- About this task
In the post about gender and the Tell Qarqur excavations, rewrite the paragraph beginning "Perhaps I should point out" as a short bulleted list that keeps its main facts.

- Reading passage
-------------------------
But that’s another story. In this post, I want
to reflect on gender construction. Everything I know about gender I learned in Syria from the
Syrian teenagers who became part of my life while carrying out excavations at
Tell Qarqur. Well, not everything, but you get the idea.
John Lundquist put me in charge of
excavations on the acropolis, the high point of the tell. It was a great
privilege. I loved the view. It’s a breathtaking experience to survey a
Levantine valley from atop an ancient tell: Some of my readers will know what I
mean. Perhaps, as I do, they remember the view from the top of Megiddo, “Armageddon” of biblical fame. Or
from atop Hazor.
A forewarning. I am going to describe
everything from a specific, gendered point of view. It’s my own, as I remember
it, only lightly censored.
Before I even headed off to Syria, I had
had a conversation about gender with a high school friend I respected very
much. The daughter of a famous math professor at the university, she was a
gentle and caring person, soft-spoken and knowledgeable. There was an understated
beauty about her that I found attractive. She was also a feminist. That
intimidated me. “In the Muslim world,” I said, “things are really bad for
women.” Or something to that effect: I was trying to gain her sympathy. “No,
they’re not,” she said, looking me square in the eye. “They’re just different.”
Two teenage boys and three teenage girls
worked with me on the acropolis of Tell Qarqur. My Arabic is pretty minimal, so
I had to rely on an interpreter to hold a conversation with them. Whenever the
interpreter paid us a visit, it was a party. So much to ask. So much to
understand.
The older girls, all of sixteen, were polite
and sociable, but they avoided direct eye contact with me or any other male.
There is something very special about having
a conversation with someone who is listening very carefully, but doesn’t look
you in the eye. You learn to read them by other means, by how they shift their
hands, or move their shoulders, and how they look away from you. They enjoyed
chatting, I could tell, but they wanted to set a good example for the youngest
of the girls, who was all of 12 or 13.
Perhaps I should point out that Syria is not Saudi Arabia. The girls wore a
kerchief on their heads, and were dressed modestly from head to toe, though not
in a loose-fitting burka. They wore pajama-like clothing that pretty much
adhered to their skin. It was a sight to watch the girls walk. As they carried
gone-over excavated dirt from the acropolis in baskets on their heads, to the
designated dump on the side of the tell, they walked with a strong and dignified
gait, as if on air. Having flown into Syria from Italy,
a relatively “loud” culture, I was struck by the understated grace of my new
friends.
One way to listen to a culture is to watch
people walk. The gait and dress of the Syrian village girls spoke to me of the
moderate Islamic culture that serves as their natural habitat.
I’m going to switch horizons for a moment,
and turn to the Bible. Isaiah was a people-watcher, too. A prophet, someone who
speaks from God’s side, needs to be a careful observer of the human side.
-------------------------
- Source information
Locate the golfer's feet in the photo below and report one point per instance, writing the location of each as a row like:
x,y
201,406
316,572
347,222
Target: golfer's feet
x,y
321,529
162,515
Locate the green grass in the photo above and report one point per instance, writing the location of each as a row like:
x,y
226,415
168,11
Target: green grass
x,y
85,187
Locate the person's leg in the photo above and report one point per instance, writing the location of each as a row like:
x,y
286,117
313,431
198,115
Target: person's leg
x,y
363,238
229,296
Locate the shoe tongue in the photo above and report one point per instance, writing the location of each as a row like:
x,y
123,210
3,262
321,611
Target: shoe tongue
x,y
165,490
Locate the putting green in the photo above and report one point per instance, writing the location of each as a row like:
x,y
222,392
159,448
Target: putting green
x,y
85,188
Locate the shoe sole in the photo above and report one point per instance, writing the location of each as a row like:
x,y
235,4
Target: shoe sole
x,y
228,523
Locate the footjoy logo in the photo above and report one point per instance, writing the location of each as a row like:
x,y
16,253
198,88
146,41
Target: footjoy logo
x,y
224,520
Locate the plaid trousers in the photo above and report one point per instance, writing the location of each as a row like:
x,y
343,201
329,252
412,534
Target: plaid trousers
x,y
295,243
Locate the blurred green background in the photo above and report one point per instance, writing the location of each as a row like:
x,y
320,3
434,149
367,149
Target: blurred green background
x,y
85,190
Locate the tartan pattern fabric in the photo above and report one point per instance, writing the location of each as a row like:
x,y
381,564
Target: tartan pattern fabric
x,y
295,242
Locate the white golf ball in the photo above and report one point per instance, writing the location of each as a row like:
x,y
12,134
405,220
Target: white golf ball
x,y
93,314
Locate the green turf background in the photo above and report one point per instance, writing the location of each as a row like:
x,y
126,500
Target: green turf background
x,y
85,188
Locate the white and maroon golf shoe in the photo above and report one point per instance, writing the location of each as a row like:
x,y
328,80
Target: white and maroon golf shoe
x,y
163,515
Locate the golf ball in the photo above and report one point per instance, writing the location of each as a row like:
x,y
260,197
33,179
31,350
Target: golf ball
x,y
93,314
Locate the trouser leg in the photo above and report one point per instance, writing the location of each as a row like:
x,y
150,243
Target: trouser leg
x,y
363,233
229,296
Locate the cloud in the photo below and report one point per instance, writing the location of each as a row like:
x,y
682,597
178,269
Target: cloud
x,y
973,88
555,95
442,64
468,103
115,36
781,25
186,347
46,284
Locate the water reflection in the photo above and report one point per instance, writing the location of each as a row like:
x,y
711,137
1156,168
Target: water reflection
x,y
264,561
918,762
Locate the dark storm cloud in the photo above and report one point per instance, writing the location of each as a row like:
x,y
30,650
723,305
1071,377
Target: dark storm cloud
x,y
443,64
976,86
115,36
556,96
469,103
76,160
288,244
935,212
-------------------------
- Task solution
- Syria is not Saudi Arabia.
- The girls wore kerchiefs on their heads and dressed modestly from head to toe, though not in loose-fitting burkas.
- Their pajama-like clothing fit closely to the skin.
- As they carried excavated dirt in baskets on their heads from the acropolis to the dump on the side of the tell, they walked with a strong, dignified gait, as if on air.
- Having flown in from Italy, a relatively "loud" culture, the writer was struck by their understated grace.